• **Referring expression pointing data**:
Content starts
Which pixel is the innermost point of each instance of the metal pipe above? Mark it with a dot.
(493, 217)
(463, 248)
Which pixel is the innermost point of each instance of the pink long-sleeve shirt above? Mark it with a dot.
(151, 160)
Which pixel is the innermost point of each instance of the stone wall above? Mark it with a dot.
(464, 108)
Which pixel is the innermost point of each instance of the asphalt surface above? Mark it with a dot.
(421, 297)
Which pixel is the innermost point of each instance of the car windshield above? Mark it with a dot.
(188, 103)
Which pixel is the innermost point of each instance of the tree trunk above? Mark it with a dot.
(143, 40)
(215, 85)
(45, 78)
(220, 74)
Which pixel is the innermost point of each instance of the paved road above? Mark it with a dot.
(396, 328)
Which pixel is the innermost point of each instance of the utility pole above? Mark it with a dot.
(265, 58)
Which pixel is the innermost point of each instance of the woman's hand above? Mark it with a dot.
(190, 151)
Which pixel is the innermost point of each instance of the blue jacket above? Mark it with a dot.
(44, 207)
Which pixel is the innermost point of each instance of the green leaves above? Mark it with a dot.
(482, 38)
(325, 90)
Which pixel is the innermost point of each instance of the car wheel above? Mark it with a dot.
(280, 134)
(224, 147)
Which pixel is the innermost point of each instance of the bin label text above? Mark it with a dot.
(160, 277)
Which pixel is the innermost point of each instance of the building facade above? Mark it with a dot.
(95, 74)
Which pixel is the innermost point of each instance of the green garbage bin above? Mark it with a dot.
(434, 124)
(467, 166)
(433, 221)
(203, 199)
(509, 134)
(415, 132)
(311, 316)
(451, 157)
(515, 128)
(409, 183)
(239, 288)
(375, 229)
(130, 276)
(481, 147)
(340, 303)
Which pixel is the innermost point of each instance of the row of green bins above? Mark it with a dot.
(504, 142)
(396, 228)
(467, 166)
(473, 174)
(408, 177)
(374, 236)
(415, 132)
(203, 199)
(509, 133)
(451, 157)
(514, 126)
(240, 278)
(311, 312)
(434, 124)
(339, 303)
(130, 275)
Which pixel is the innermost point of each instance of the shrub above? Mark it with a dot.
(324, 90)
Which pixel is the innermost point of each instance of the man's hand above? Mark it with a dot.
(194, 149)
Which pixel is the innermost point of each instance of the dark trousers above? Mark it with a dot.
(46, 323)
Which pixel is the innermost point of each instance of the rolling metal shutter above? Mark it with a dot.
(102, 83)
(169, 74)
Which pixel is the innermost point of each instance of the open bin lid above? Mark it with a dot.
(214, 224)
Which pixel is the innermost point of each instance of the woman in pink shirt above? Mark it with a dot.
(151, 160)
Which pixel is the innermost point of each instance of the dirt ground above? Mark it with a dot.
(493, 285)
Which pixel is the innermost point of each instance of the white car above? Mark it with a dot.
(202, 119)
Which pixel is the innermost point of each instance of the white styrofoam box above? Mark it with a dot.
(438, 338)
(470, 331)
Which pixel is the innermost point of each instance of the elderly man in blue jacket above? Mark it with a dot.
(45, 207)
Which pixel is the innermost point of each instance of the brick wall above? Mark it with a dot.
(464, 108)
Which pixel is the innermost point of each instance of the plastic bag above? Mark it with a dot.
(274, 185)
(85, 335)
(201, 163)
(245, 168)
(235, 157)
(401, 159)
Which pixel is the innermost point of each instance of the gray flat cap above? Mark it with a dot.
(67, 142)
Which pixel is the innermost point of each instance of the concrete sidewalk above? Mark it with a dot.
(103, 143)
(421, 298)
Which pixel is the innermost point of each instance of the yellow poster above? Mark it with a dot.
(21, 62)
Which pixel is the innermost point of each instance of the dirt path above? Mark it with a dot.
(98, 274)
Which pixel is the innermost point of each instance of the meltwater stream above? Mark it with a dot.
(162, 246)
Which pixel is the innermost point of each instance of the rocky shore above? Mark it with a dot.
Content ends
• **Exercise goal**: Would you please give all of the records again exactly as they stand?

• **Exercise result**:
Which pixel is the innermost point of each instance of the metal pipe above? Mark it with a dot.
(493, 217)
(463, 248)
Which pixel is the innermost point of each instance of the pink long-sleeve shirt above? Mark it with a dot.
(151, 160)
Which pixel is the innermost point of each instance of the stone wall above? Mark it with a dot.
(464, 108)
Which pixel is the innermost point of each instance of the asphalt surface above? Mark it with a dot.
(421, 297)
Which pixel is the innermost point of each instance of the car windshield above? Mark it with a dot.
(188, 103)
Which pixel is the innermost point of each instance of the tree trunk above? Mark it with a dot.
(143, 40)
(215, 85)
(45, 78)
(220, 74)
Which pixel is the innermost point of each instance of the paved road above? Mark it with a dot.
(396, 328)
Which pixel is the innermost point of each instance of the utility pole above? Mark it with a dot.
(265, 58)
Which pixel is the innermost point of each instance of the woman's hand above? Mark it with a dot.
(190, 151)
Which pixel is the innermost point of each instance of the blue jacket above? Mark it with a dot.
(44, 207)
Which pixel is the innermost point of each instance of the green leaves above? Mark it with a dot.
(482, 38)
(325, 90)
Which pixel is the innermost point of each instance of the car wheel above? Mark it with a dot.
(280, 134)
(224, 147)
Which pixel is the innermost point of each instance of the bin label text above? Mark it with a dot.
(160, 277)
Which pixel is the innermost point of each instance of the building facade above? Mark it with a dot.
(95, 74)
Which pixel is the innermost point of each instance of the green garbage bin above? Mark it with a dot.
(434, 124)
(467, 166)
(433, 221)
(203, 199)
(509, 134)
(415, 132)
(311, 316)
(451, 157)
(515, 128)
(409, 183)
(239, 288)
(375, 229)
(130, 276)
(481, 147)
(340, 303)
Which pixel is the innermost point of each instance of the row of green bins above? Mark it with a dot.
(504, 142)
(396, 228)
(467, 166)
(473, 174)
(408, 177)
(374, 236)
(415, 132)
(203, 199)
(509, 133)
(451, 157)
(514, 126)
(240, 278)
(311, 312)
(434, 124)
(339, 303)
(130, 275)
Which pixel is the innermost point of each instance of the shrub above? Mark it with a dot.
(324, 90)
Which pixel is the innermost point of each instance of the man's hand above? Mark it with a dot.
(194, 149)
Which pixel is the innermost point of each instance of the dark trousers above? Mark it with a dot.
(46, 323)
Which pixel is the innermost point of each instance of the rolling metal shutter above? Mark it with a dot.
(102, 83)
(169, 74)
Which pixel is the innermost point of each instance of the open bin lid above? Mark it with a dot.
(214, 224)
Which pixel is the innermost point of each instance of the woman in pink shirt above? Mark it with a dot.
(151, 160)
Which pixel is the innermost point of each instance of the dirt ground above? Mark it with a dot.
(493, 285)
Which pixel is the innermost point of each instance of the white car above? Mark it with a dot.
(202, 119)
Which pixel is the innermost point of each instance of the white styrofoam box above? Mark it with a dot.
(438, 338)
(470, 331)
Which pixel is the innermost point of each instance of the elderly man in blue jacket above? Mark it with a dot.
(45, 207)
Which pixel is the innermost point of each instance of the brick wall above? Mark it with a dot.
(464, 108)
Which pixel is the innermost point of each instance of the plastic bag above? Mark it with a dot.
(274, 185)
(85, 335)
(201, 163)
(245, 168)
(235, 157)
(401, 159)
Which pixel is the innermost point of each instance of the gray flat cap above? Mark it with a dot.
(67, 142)
Which pixel is the innermost point of each instance of the concrete sidewalk above? Mark it with a dot.
(103, 143)
(421, 298)
Which pixel is the innermost point of each instance of the yellow poster above? Mark it with a dot.
(21, 62)
Which pixel is the innermost point of each instance of the dirt path above? Mark it with a dot.
(98, 274)
Which pixel is the innermost point of each instance of the meltwater stream above? Mark it with a dot.
(162, 246)
Which pixel is the innermost point of each instance of the rocky shore above? Mark it with a dot.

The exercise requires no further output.